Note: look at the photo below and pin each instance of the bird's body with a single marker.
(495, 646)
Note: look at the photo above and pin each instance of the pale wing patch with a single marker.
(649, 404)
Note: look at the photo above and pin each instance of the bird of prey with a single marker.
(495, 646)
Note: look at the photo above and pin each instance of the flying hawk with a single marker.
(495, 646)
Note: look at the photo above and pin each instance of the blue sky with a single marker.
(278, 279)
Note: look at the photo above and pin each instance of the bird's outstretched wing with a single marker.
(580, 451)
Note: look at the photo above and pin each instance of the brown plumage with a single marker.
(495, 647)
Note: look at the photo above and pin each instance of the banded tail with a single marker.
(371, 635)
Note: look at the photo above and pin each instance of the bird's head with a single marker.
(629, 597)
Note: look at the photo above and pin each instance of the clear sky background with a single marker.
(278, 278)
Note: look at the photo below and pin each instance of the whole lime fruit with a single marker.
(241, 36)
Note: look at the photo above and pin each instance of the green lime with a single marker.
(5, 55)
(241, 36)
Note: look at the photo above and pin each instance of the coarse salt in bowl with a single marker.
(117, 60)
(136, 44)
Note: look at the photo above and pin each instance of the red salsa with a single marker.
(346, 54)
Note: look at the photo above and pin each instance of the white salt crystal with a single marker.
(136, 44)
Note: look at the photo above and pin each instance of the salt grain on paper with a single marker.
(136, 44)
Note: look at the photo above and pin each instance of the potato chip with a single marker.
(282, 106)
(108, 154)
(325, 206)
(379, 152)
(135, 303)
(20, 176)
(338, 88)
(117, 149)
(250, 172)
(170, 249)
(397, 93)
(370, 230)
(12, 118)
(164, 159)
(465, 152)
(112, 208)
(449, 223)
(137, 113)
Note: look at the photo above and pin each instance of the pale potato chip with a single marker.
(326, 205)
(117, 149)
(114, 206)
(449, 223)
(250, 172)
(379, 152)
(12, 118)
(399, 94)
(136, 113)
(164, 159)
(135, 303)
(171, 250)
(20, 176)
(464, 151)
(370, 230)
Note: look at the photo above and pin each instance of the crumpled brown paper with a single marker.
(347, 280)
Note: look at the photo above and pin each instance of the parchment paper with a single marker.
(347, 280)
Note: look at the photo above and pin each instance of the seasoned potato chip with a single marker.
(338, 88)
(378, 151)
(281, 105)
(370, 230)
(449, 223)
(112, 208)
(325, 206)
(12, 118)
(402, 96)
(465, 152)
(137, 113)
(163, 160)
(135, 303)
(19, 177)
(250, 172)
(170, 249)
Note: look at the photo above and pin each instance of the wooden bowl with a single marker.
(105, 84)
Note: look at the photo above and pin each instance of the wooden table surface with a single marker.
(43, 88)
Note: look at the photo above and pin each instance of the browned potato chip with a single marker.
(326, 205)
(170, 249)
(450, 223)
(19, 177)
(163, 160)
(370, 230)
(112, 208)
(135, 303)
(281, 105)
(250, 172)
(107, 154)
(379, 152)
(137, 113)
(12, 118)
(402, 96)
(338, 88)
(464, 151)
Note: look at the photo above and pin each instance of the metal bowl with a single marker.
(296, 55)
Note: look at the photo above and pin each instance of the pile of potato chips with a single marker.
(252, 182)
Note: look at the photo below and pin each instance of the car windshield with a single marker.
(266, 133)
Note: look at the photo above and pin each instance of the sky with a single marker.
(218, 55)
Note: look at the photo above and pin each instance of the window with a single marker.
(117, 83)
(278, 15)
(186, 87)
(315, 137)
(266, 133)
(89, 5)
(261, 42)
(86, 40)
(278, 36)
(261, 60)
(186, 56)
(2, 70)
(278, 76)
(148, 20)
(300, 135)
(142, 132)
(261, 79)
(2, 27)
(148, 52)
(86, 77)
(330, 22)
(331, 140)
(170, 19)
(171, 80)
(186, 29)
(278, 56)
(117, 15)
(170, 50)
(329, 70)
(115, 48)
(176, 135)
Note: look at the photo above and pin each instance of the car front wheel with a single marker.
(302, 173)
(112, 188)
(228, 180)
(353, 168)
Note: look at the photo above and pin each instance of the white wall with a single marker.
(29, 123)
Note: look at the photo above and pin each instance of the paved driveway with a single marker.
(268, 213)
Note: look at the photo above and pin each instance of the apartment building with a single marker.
*****
* Problem statement *
Each line above should be copied exactly, with no line missing.

* Response to the exercise *
Note: look at the photo below and pin each instance of the bird's body with a single marker.
(495, 646)
Note: look at the photo above and pin each instance of the pale wing patch with a single marker.
(649, 404)
Note: look at the photo above and pin each instance of the bird of prey with a single marker.
(495, 646)
Note: look at the photo above and pin each instance of the flying hawk with a single marker.
(495, 646)
Note: look at the photo above and pin each instance of the blue sky with a single marker.
(278, 279)
Note: look at the photo above and pin each instance of the bird's outstretched wing with a single marker.
(580, 451)
Note: look at the photo above and pin each instance of the brown plumage with a single marker.
(495, 647)
Note: look at the photo above and pin each instance of the banded tail with a single marker.
(371, 635)
Note: look at the photo above and pin each instance of the bird's head with a single marker.
(629, 597)
Note: look at the photo above and pin each instance of the clear sky background with a single marker.
(278, 278)
Note: look at the photo below and pin each instance of the whole lime fruit with a single marker.
(241, 36)
Note: look at the photo above and pin each instance of the green lime with a single marker.
(5, 55)
(241, 36)
Note: look at the photo above and pin each instance of the coarse salt in bowl with a single marker.
(117, 60)
(136, 44)
Note: look at the photo above and pin each instance of the red salsa with a single marker.
(346, 54)
Note: look at the photo above and pin each instance of the white salt crystal with a single marker.
(136, 44)
Note: look at the photo above and pin each instance of the salt grain on paper with a single marker.
(136, 44)
Note: look at the photo above and pin each instance of the potato chip with a single marker.
(282, 106)
(108, 154)
(325, 206)
(379, 152)
(135, 303)
(20, 176)
(338, 88)
(117, 149)
(250, 172)
(170, 249)
(397, 93)
(370, 230)
(12, 118)
(164, 159)
(465, 152)
(112, 208)
(449, 223)
(137, 113)
Note: look at the photo above and pin each instance of the pale potato chip with a single marker.
(326, 205)
(117, 149)
(114, 206)
(449, 223)
(250, 172)
(379, 152)
(12, 118)
(399, 94)
(136, 113)
(164, 159)
(135, 303)
(171, 250)
(20, 176)
(464, 151)
(370, 230)
Note: look at the photo above and pin each instance of the crumpled brown paper with a single marker.
(347, 280)
Note: look at the photo above and pin each instance of the parchment paper with a single marker.
(347, 280)
Note: look at the photo above and pin each instance of the seasoned potato chip with a single marker.
(338, 88)
(378, 151)
(281, 105)
(370, 230)
(449, 223)
(112, 208)
(325, 206)
(12, 118)
(402, 96)
(465, 152)
(137, 113)
(163, 160)
(135, 303)
(19, 177)
(250, 172)
(170, 249)
Note: look at the photo above and pin each instance of the wooden bowl with a single marker.
(105, 84)
Note: look at the photo above and pin each instance of the wooden table surface with a single marker.
(43, 88)
Note: look at the photo above and pin each instance of the browned potato chip with a single marker.
(326, 205)
(170, 249)
(450, 223)
(19, 177)
(163, 160)
(370, 230)
(112, 208)
(135, 303)
(281, 105)
(250, 172)
(107, 154)
(379, 152)
(137, 113)
(12, 118)
(402, 96)
(338, 88)
(464, 151)
Note: look at the photo above and pin each instance of the metal bowl with a single marker.
(296, 55)
Note: look at the photo above and pin each instance of the pile of potato chips with a single marker.
(252, 182)
Note: look at the photo below and pin each instance of the car windshield with a single marker.
(266, 133)
Note: look at the photo above and pin each instance of the sky with a single marker.
(218, 55)
Note: look at the photo above and pin each instance of the window with a single marker.
(117, 83)
(278, 15)
(186, 87)
(315, 137)
(266, 133)
(89, 5)
(261, 42)
(86, 40)
(278, 36)
(261, 60)
(186, 56)
(2, 70)
(278, 76)
(148, 20)
(300, 135)
(142, 132)
(261, 79)
(2, 27)
(148, 52)
(86, 77)
(330, 22)
(331, 140)
(170, 19)
(171, 80)
(186, 29)
(278, 56)
(117, 15)
(170, 50)
(329, 70)
(115, 48)
(176, 135)
Note: look at the photo above and pin each instance of the car front wheel with a single marker.
(302, 173)
(112, 188)
(228, 180)
(353, 168)
Note: look at the photo above and pin each instance of the white wall with a single marker.
(29, 123)
Note: look at the photo above and pin each instance of the paved driveway with a single marker.
(268, 213)
Note: look at the photo above and pin each instance of the apartment building with a single marker.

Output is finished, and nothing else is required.